[Dataset rows]
....

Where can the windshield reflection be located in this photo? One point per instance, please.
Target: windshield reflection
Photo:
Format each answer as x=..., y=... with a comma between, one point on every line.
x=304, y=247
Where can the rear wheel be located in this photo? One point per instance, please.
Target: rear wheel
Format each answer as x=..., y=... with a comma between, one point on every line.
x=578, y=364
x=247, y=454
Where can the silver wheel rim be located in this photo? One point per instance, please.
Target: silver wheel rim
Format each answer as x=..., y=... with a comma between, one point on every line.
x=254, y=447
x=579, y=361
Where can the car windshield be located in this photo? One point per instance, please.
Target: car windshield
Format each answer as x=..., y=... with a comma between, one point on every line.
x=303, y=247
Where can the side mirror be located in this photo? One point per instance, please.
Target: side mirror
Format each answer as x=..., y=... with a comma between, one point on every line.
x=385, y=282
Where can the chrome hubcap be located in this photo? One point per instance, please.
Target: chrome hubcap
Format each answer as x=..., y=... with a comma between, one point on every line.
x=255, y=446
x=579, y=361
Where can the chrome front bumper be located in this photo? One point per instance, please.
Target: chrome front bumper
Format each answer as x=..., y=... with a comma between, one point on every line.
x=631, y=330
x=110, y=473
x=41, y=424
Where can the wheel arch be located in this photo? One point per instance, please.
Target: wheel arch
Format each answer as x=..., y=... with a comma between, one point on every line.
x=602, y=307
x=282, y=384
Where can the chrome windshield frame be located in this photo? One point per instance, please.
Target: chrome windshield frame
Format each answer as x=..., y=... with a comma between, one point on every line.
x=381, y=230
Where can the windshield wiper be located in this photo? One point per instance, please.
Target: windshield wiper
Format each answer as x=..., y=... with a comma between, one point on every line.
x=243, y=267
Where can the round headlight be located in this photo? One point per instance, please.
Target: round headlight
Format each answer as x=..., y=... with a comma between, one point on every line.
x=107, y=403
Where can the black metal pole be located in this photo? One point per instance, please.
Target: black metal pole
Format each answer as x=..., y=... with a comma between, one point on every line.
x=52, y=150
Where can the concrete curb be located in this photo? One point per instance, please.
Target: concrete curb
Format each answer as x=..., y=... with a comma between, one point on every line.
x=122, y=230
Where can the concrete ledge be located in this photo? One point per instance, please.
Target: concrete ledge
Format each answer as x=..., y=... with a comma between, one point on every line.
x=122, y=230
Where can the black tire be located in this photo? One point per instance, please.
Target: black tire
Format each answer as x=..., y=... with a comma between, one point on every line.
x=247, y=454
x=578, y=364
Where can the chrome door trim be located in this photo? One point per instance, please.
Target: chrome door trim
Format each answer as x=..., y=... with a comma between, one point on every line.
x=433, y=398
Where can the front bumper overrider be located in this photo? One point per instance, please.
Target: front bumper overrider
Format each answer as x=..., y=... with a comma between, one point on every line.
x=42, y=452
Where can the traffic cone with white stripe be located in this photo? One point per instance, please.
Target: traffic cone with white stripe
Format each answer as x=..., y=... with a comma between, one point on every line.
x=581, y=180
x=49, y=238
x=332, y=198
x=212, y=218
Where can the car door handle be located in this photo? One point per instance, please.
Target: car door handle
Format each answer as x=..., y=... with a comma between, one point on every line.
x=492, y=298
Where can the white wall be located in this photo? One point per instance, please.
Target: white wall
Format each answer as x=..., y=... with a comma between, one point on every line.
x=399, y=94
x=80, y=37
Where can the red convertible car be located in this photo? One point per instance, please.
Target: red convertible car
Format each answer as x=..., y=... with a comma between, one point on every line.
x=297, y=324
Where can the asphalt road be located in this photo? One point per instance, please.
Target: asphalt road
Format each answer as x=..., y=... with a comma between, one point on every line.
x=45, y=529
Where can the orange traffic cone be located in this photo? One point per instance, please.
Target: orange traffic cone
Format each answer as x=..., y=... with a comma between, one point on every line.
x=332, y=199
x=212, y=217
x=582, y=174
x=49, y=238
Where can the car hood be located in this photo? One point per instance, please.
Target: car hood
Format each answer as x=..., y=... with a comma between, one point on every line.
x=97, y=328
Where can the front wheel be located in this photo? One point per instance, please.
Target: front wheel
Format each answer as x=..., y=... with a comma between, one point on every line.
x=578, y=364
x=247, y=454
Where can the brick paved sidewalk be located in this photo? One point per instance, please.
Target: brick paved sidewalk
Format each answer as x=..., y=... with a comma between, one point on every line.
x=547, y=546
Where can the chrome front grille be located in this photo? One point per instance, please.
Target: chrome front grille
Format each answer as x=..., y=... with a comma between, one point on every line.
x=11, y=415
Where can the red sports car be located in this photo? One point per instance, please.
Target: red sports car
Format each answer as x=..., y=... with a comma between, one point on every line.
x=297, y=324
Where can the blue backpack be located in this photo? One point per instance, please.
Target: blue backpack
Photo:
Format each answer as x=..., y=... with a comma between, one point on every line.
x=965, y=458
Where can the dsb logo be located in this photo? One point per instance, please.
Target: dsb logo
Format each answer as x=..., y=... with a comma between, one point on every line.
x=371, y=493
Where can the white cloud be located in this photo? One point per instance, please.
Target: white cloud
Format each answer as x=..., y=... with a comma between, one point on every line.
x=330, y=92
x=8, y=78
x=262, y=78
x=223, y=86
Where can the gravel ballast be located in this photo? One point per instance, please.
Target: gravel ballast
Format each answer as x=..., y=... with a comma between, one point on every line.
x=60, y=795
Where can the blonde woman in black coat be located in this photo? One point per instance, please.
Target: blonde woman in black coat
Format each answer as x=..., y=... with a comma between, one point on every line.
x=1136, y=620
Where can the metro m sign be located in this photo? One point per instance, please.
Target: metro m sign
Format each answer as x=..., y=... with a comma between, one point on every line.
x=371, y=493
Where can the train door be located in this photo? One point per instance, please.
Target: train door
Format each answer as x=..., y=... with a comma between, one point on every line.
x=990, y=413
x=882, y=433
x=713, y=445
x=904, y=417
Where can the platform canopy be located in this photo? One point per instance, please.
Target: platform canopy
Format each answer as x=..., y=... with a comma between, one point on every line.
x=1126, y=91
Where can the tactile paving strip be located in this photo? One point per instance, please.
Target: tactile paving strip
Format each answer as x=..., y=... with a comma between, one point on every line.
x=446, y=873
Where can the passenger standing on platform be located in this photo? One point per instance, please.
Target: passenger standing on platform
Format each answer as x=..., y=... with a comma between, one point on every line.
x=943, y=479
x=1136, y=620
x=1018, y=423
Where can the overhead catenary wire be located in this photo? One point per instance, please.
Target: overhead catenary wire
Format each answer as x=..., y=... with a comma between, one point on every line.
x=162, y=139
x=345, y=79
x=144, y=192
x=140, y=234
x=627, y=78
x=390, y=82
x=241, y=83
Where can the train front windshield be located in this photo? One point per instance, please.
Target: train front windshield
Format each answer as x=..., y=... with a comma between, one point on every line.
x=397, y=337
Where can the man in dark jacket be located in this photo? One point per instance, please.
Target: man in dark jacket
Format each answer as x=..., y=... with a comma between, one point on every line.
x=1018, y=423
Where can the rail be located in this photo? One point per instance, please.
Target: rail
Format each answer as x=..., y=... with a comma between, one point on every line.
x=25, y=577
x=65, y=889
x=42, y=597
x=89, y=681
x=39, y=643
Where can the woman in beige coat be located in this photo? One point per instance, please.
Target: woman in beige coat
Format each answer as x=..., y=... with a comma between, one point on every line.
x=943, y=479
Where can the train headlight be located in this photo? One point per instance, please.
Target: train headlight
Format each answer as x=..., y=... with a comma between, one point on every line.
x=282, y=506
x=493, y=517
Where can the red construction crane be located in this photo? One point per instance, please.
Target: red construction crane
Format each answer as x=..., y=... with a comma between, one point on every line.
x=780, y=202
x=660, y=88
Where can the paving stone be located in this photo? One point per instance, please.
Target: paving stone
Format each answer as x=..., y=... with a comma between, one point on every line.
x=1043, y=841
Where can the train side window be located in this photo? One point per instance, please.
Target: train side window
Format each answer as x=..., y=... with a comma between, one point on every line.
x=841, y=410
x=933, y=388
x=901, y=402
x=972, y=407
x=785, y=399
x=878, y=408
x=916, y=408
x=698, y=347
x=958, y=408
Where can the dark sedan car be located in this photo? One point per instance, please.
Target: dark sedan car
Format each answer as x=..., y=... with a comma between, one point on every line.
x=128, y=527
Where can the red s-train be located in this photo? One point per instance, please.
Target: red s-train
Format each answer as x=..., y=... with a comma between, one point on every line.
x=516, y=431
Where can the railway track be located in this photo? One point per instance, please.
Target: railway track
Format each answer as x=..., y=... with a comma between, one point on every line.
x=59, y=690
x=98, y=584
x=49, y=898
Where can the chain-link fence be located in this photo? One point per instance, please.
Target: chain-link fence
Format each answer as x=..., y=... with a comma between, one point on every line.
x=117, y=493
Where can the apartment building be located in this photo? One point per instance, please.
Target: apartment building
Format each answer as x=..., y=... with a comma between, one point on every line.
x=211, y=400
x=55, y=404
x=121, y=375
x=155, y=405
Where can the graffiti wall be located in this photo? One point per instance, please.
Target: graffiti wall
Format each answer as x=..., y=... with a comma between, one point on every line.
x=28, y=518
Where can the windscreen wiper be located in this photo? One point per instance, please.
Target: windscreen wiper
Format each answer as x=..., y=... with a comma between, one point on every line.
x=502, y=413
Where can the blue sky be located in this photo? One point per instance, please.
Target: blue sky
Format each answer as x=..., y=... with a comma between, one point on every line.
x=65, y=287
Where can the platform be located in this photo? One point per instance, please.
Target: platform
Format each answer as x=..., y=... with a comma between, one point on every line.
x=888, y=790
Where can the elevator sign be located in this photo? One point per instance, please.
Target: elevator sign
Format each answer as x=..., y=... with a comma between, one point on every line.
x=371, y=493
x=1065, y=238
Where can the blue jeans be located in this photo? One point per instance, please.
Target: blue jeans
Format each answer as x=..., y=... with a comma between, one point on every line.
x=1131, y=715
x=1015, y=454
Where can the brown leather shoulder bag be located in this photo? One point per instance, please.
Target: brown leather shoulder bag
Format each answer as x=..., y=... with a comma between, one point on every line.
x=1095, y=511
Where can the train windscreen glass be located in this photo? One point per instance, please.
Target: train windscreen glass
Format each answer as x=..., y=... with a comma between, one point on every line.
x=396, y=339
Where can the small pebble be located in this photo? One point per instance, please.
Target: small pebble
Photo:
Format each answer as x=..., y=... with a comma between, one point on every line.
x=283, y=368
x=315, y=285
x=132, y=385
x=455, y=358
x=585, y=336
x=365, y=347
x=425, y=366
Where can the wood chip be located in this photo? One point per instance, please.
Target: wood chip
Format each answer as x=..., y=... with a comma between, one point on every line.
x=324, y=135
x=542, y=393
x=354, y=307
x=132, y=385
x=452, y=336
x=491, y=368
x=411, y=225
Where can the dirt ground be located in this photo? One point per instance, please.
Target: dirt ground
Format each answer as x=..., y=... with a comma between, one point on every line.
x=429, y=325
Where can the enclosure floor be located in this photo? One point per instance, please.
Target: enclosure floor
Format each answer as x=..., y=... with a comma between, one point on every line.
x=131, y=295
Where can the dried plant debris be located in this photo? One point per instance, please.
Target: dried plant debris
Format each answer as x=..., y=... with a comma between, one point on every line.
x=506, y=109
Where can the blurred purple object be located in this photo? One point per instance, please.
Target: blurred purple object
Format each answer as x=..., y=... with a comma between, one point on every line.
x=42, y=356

....

### What is needed
Can you reproduce the stretch from the line containing "Where can the tactile" through the line containing "x=446, y=873", keeping every line but multiplying each coordinate in the answers by 1.8 and rounding to whole numbers, with halves rounded up?

### Solution to the problem
Where can the tactile paving strip be located in this photo? One point per instance, please.
Target: tactile paving strip
Format each answer as x=..., y=... with a comma between, one point on every line.
x=803, y=1571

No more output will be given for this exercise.